Which lines run from the one containing "Target: white long sleeve shirt" to the last line of the entries? Return them exactly, with nothing more.
(Data records Opens)
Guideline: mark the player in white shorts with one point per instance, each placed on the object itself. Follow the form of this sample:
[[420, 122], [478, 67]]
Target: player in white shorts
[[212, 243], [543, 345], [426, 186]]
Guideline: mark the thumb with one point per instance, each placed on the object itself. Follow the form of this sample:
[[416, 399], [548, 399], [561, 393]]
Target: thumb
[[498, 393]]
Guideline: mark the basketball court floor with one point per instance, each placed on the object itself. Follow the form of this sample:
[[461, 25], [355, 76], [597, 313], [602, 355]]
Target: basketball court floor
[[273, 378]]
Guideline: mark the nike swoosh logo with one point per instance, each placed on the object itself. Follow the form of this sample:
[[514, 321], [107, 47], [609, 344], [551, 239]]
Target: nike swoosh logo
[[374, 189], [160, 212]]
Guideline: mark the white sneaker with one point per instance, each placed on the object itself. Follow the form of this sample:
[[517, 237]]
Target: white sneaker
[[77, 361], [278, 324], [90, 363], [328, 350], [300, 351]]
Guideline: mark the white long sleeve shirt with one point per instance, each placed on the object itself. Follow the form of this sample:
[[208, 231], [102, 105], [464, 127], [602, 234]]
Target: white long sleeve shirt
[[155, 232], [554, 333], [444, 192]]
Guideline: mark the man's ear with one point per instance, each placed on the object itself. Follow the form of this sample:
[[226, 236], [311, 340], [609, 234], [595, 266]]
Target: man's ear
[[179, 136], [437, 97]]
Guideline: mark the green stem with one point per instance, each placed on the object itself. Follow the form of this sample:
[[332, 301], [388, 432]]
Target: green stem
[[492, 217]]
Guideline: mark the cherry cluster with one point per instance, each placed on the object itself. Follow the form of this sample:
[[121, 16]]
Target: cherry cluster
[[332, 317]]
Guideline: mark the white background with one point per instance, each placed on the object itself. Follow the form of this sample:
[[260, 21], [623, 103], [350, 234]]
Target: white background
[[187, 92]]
(Data records Closes)
* [Solution]
Target: white long sleeve shirt
[[155, 232], [554, 333], [444, 192]]
Guideline: mark the man's ear with one point per instance, each placed on the object itself. Follow the form of this sample:
[[226, 236], [311, 340], [609, 234], [595, 266]]
Target: man's ear
[[179, 136], [437, 97]]
Guideline: mark the green stem with one point per instance, each placed on the object itself. Follow the form of this sample:
[[332, 301], [388, 432]]
Target: green stem
[[492, 217]]
Guideline: mark the cherry cluster with one point per instance, each placed on the object itself. Follow the form of this sample:
[[121, 16]]
Target: cherry cluster
[[332, 317]]
Guideline: mark the white background with one point per instance, each placed on the object itself. Follow the form of this sample:
[[260, 21], [623, 103], [350, 234]]
Target: white background
[[187, 92]]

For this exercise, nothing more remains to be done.